=== WHAT YOU WILL DO ===
Where the string "coffee" occurs in a line of the data below, that line should be copied.

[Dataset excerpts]

::::::::::

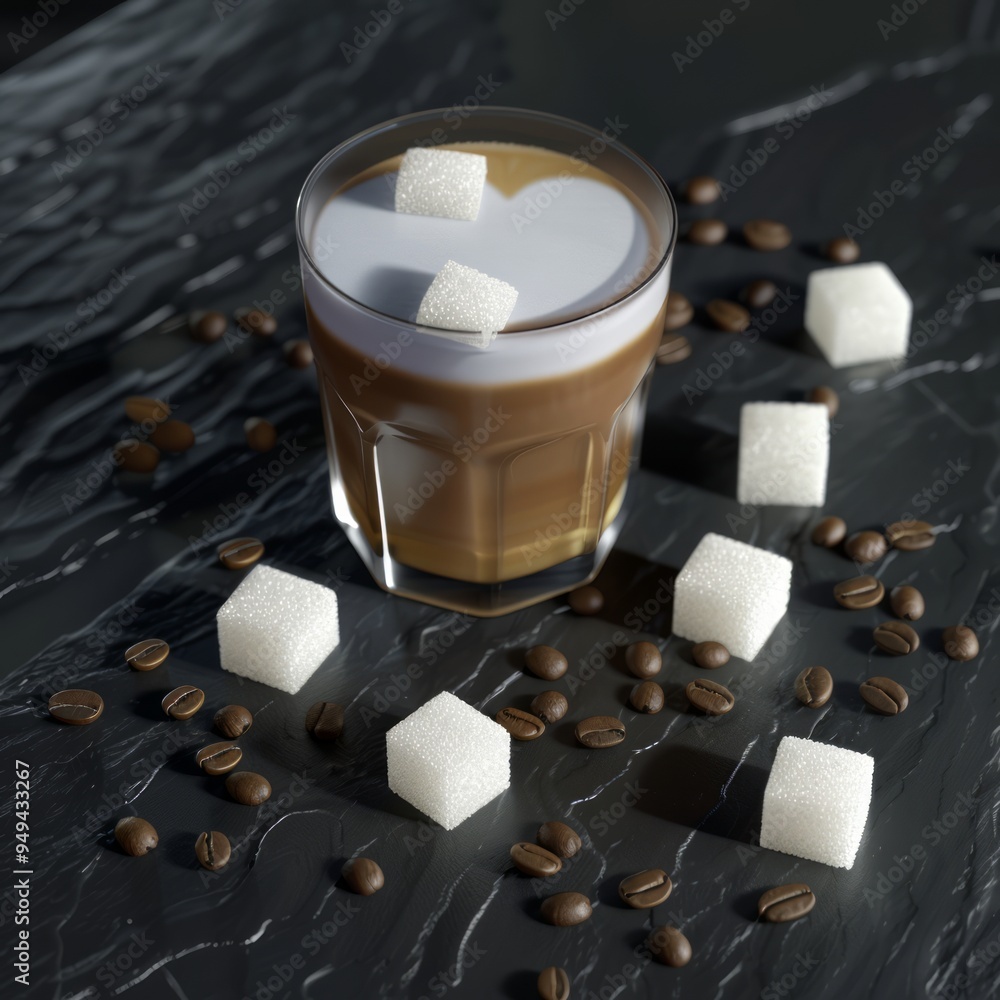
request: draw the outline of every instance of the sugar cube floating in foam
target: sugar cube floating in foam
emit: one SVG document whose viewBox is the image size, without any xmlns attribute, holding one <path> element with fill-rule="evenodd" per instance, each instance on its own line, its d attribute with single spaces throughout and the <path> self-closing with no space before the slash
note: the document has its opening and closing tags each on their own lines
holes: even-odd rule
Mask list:
<svg viewBox="0 0 1000 1000">
<path fill-rule="evenodd" d="M 764 789 L 760 846 L 850 868 L 872 798 L 868 754 L 786 736 Z"/>
<path fill-rule="evenodd" d="M 417 310 L 417 323 L 466 330 L 491 341 L 510 319 L 517 289 L 474 267 L 449 260 L 434 276 Z"/>
<path fill-rule="evenodd" d="M 784 556 L 709 533 L 677 576 L 674 634 L 752 660 L 788 610 L 791 586 Z"/>
<path fill-rule="evenodd" d="M 485 156 L 415 146 L 396 175 L 396 211 L 475 222 L 485 184 Z"/>
<path fill-rule="evenodd" d="M 389 787 L 446 830 L 510 785 L 510 734 L 447 691 L 385 735 Z"/>
<path fill-rule="evenodd" d="M 216 615 L 222 669 L 295 694 L 340 641 L 337 595 L 255 566 Z"/>
<path fill-rule="evenodd" d="M 913 303 L 878 261 L 813 271 L 806 285 L 806 329 L 834 368 L 906 355 Z"/>
<path fill-rule="evenodd" d="M 830 411 L 822 403 L 744 403 L 736 498 L 757 507 L 826 502 Z"/>
</svg>

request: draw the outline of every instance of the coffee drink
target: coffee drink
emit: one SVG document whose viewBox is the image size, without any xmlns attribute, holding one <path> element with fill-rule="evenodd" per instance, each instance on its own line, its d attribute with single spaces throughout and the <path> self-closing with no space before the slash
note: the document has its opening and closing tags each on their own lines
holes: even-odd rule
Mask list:
<svg viewBox="0 0 1000 1000">
<path fill-rule="evenodd" d="M 578 587 L 566 600 L 578 615 L 596 615 L 604 607 L 604 595 L 596 587 Z"/>
<path fill-rule="evenodd" d="M 537 715 L 519 708 L 501 708 L 496 720 L 515 740 L 537 740 L 545 732 L 545 723 Z"/>
<path fill-rule="evenodd" d="M 833 598 L 851 611 L 874 608 L 885 597 L 885 587 L 874 576 L 855 576 L 833 588 Z"/>
<path fill-rule="evenodd" d="M 964 663 L 979 655 L 979 639 L 968 625 L 949 625 L 941 633 L 941 640 L 951 660 Z"/>
<path fill-rule="evenodd" d="M 694 319 L 694 306 L 680 292 L 667 294 L 667 312 L 663 319 L 664 330 L 679 330 Z"/>
<path fill-rule="evenodd" d="M 547 851 L 551 851 L 560 858 L 572 858 L 583 847 L 583 842 L 576 830 L 558 820 L 543 823 L 538 828 L 535 839 Z"/>
<path fill-rule="evenodd" d="M 842 517 L 824 517 L 812 530 L 812 540 L 817 545 L 832 549 L 847 535 L 847 524 Z"/>
<path fill-rule="evenodd" d="M 712 299 L 705 306 L 705 313 L 715 327 L 726 333 L 742 333 L 750 326 L 750 313 L 738 302 Z"/>
<path fill-rule="evenodd" d="M 271 797 L 271 783 L 254 771 L 233 771 L 226 777 L 226 791 L 245 806 L 259 806 Z"/>
<path fill-rule="evenodd" d="M 888 548 L 885 535 L 877 531 L 856 531 L 844 542 L 848 558 L 862 565 L 878 562 Z"/>
<path fill-rule="evenodd" d="M 576 738 L 590 750 L 617 746 L 625 739 L 625 727 L 613 715 L 594 715 L 576 724 Z"/>
<path fill-rule="evenodd" d="M 569 711 L 569 702 L 561 691 L 542 691 L 531 700 L 531 714 L 545 725 L 558 722 Z"/>
<path fill-rule="evenodd" d="M 721 642 L 696 642 L 691 647 L 691 659 L 696 666 L 717 670 L 729 662 L 729 650 Z"/>
<path fill-rule="evenodd" d="M 569 1000 L 569 976 L 565 969 L 550 965 L 538 973 L 538 996 L 541 1000 Z"/>
<path fill-rule="evenodd" d="M 241 309 L 236 314 L 236 322 L 241 330 L 258 337 L 270 337 L 278 329 L 278 321 L 262 309 Z"/>
<path fill-rule="evenodd" d="M 385 885 L 382 869 L 371 858 L 351 858 L 340 875 L 348 888 L 360 896 L 372 896 Z"/>
<path fill-rule="evenodd" d="M 849 236 L 837 236 L 823 247 L 834 264 L 853 264 L 861 256 L 861 247 Z"/>
<path fill-rule="evenodd" d="M 542 900 L 542 919 L 556 927 L 573 927 L 590 919 L 590 900 L 579 892 L 557 892 Z"/>
<path fill-rule="evenodd" d="M 655 928 L 646 947 L 657 962 L 675 969 L 691 961 L 691 942 L 676 927 Z"/>
<path fill-rule="evenodd" d="M 282 348 L 282 353 L 289 368 L 301 371 L 313 363 L 313 349 L 308 340 L 290 340 Z"/>
<path fill-rule="evenodd" d="M 246 569 L 264 554 L 264 543 L 259 538 L 234 538 L 219 546 L 219 562 L 226 569 Z"/>
<path fill-rule="evenodd" d="M 510 849 L 510 857 L 519 872 L 533 878 L 545 878 L 562 870 L 562 860 L 538 844 L 515 844 Z"/>
<path fill-rule="evenodd" d="M 751 281 L 740 292 L 740 302 L 751 309 L 766 309 L 778 294 L 778 286 L 767 278 Z"/>
<path fill-rule="evenodd" d="M 815 905 L 812 889 L 794 882 L 763 893 L 757 900 L 757 916 L 771 924 L 785 924 L 804 917 Z"/>
<path fill-rule="evenodd" d="M 149 440 L 160 451 L 178 455 L 194 446 L 194 430 L 183 420 L 167 420 L 149 435 Z"/>
<path fill-rule="evenodd" d="M 254 451 L 270 451 L 278 443 L 278 432 L 270 420 L 250 417 L 243 422 L 243 434 Z"/>
<path fill-rule="evenodd" d="M 688 241 L 698 246 L 714 247 L 724 242 L 729 235 L 729 227 L 722 219 L 698 219 L 688 229 Z"/>
<path fill-rule="evenodd" d="M 326 743 L 339 740 L 344 732 L 344 709 L 335 701 L 317 701 L 306 712 L 306 732 Z"/>
<path fill-rule="evenodd" d="M 115 840 L 118 846 L 133 858 L 149 854 L 160 842 L 152 823 L 138 816 L 123 816 L 115 823 Z"/>
<path fill-rule="evenodd" d="M 162 399 L 150 396 L 128 396 L 125 400 L 125 416 L 136 424 L 162 424 L 170 416 L 170 406 Z"/>
<path fill-rule="evenodd" d="M 883 622 L 872 632 L 875 645 L 883 653 L 906 656 L 920 646 L 920 636 L 906 622 Z"/>
<path fill-rule="evenodd" d="M 243 759 L 235 743 L 210 743 L 195 755 L 195 763 L 205 774 L 228 774 Z"/>
<path fill-rule="evenodd" d="M 532 646 L 524 654 L 524 665 L 543 681 L 557 681 L 569 668 L 569 661 L 552 646 Z"/>
<path fill-rule="evenodd" d="M 691 341 L 679 333 L 665 333 L 656 349 L 658 365 L 676 365 L 691 357 Z"/>
<path fill-rule="evenodd" d="M 208 830 L 200 833 L 194 842 L 194 856 L 202 868 L 217 872 L 229 864 L 233 849 L 229 838 L 218 830 Z"/>
<path fill-rule="evenodd" d="M 670 876 L 661 868 L 650 868 L 637 875 L 629 875 L 618 883 L 618 895 L 622 902 L 637 910 L 648 910 L 651 906 L 659 906 L 667 899 L 672 889 Z"/>
<path fill-rule="evenodd" d="M 806 393 L 807 403 L 822 403 L 832 420 L 840 409 L 840 396 L 828 385 L 817 385 Z"/>
<path fill-rule="evenodd" d="M 663 688 L 656 681 L 643 681 L 632 688 L 629 704 L 646 715 L 656 715 L 663 708 Z"/>
<path fill-rule="evenodd" d="M 663 667 L 660 647 L 653 642 L 633 642 L 625 649 L 625 666 L 643 680 L 655 677 Z"/>
<path fill-rule="evenodd" d="M 792 231 L 783 222 L 751 219 L 743 226 L 743 237 L 754 250 L 784 250 L 792 242 Z"/>
<path fill-rule="evenodd" d="M 171 719 L 190 719 L 205 704 L 205 692 L 190 684 L 182 684 L 164 695 L 160 704 Z"/>
<path fill-rule="evenodd" d="M 215 341 L 222 340 L 226 330 L 229 329 L 229 320 L 226 319 L 225 313 L 214 309 L 192 314 L 189 323 L 191 336 L 203 344 L 214 344 Z"/>
<path fill-rule="evenodd" d="M 126 472 L 149 473 L 160 464 L 160 450 L 145 441 L 122 438 L 115 445 L 114 462 Z"/>
<path fill-rule="evenodd" d="M 889 606 L 897 618 L 915 622 L 924 615 L 924 595 L 916 587 L 911 587 L 909 584 L 893 587 L 889 591 Z"/>
<path fill-rule="evenodd" d="M 71 688 L 49 698 L 49 715 L 70 726 L 89 726 L 104 712 L 104 699 L 96 691 Z"/>
<path fill-rule="evenodd" d="M 714 177 L 692 177 L 684 185 L 684 196 L 692 205 L 710 205 L 719 197 L 719 182 Z"/>
<path fill-rule="evenodd" d="M 155 670 L 170 655 L 162 639 L 143 639 L 125 650 L 125 662 L 133 670 Z"/>
<path fill-rule="evenodd" d="M 833 678 L 826 667 L 806 667 L 795 678 L 795 697 L 807 708 L 822 708 L 833 694 Z"/>
<path fill-rule="evenodd" d="M 715 681 L 691 681 L 685 691 L 688 701 L 707 715 L 725 715 L 736 704 L 732 691 Z"/>
<path fill-rule="evenodd" d="M 936 538 L 934 525 L 926 521 L 896 521 L 885 529 L 885 535 L 889 544 L 901 552 L 929 549 Z"/>
<path fill-rule="evenodd" d="M 906 689 L 890 677 L 869 677 L 858 690 L 880 715 L 899 715 L 910 703 Z"/>
<path fill-rule="evenodd" d="M 253 725 L 253 716 L 242 705 L 226 705 L 215 713 L 212 724 L 227 740 L 235 740 Z"/>
</svg>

::::::::::

=== REPLY ===
request: draw the outline of every instance of the coffee drink
target: coffee drink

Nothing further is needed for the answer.